### DIRECTIONS FOR THIS TASK
Please rewrite the entries below, replacing "referring expression" with "text description" everywhere it occurs. Leave everything else unchanged.

── SOURCE MATERIAL ──

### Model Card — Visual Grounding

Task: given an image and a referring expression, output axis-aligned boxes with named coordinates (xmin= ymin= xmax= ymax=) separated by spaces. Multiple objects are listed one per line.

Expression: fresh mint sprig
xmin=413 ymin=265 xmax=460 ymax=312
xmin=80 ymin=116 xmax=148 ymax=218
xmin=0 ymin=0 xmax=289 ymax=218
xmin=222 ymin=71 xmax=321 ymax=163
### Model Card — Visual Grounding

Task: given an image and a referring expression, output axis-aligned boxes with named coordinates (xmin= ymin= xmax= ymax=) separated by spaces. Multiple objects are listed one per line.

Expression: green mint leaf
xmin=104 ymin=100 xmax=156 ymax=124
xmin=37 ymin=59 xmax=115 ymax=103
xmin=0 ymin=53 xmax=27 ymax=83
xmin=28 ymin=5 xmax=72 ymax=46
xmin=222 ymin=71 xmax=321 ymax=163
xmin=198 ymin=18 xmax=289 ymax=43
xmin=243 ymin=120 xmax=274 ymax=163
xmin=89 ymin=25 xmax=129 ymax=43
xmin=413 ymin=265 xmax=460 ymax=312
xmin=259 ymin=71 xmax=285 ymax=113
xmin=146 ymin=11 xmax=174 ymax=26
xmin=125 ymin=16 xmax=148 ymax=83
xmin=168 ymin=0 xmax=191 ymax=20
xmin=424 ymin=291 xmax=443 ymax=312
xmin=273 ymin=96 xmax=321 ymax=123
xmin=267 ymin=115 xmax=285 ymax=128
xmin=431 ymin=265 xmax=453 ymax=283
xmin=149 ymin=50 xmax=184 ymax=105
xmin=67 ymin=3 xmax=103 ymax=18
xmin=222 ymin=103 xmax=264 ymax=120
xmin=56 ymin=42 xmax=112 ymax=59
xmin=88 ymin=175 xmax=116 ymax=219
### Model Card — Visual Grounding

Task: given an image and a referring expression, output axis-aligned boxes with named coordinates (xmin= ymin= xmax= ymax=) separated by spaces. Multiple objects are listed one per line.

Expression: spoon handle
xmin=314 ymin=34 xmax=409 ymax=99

───

### FULL OUTPUT
### Model Card — Visual Grounding

Task: given an image and a text description, output axis-aligned boxes with named coordinates (xmin= ymin= xmax= ymax=) separated by spaces. Multiple objects are listed one per line.

Expression: fresh mint sprig
xmin=413 ymin=265 xmax=460 ymax=312
xmin=80 ymin=116 xmax=148 ymax=218
xmin=0 ymin=0 xmax=289 ymax=218
xmin=222 ymin=71 xmax=321 ymax=163
### Model Card — Visual Grounding

Task: given an image and a text description, output axis-aligned boxes with named coordinates (xmin= ymin= xmax= ymax=) separated by spaces. Multiple objects are listed one per line.

Expression: green mint leaf
xmin=104 ymin=100 xmax=156 ymax=124
xmin=37 ymin=59 xmax=115 ymax=103
xmin=0 ymin=53 xmax=27 ymax=83
xmin=28 ymin=5 xmax=72 ymax=46
xmin=222 ymin=71 xmax=321 ymax=163
xmin=198 ymin=18 xmax=289 ymax=43
xmin=243 ymin=120 xmax=274 ymax=163
xmin=89 ymin=25 xmax=129 ymax=43
xmin=413 ymin=265 xmax=460 ymax=312
xmin=259 ymin=71 xmax=285 ymax=113
xmin=146 ymin=11 xmax=174 ymax=26
xmin=125 ymin=16 xmax=148 ymax=83
xmin=168 ymin=0 xmax=191 ymax=20
xmin=424 ymin=291 xmax=443 ymax=312
xmin=273 ymin=96 xmax=321 ymax=123
xmin=267 ymin=115 xmax=285 ymax=128
xmin=431 ymin=265 xmax=453 ymax=283
xmin=149 ymin=50 xmax=184 ymax=105
xmin=67 ymin=3 xmax=103 ymax=18
xmin=222 ymin=103 xmax=264 ymax=120
xmin=56 ymin=42 xmax=112 ymax=59
xmin=88 ymin=175 xmax=116 ymax=219
### Model Card — Visual Grounding

Task: given an image and a text description, output axis-aligned boxes with named coordinates (xmin= ymin= xmax= ymax=) separated by spaces. Multiple objects are listed one per line.

Expression: spoon handle
xmin=314 ymin=34 xmax=409 ymax=99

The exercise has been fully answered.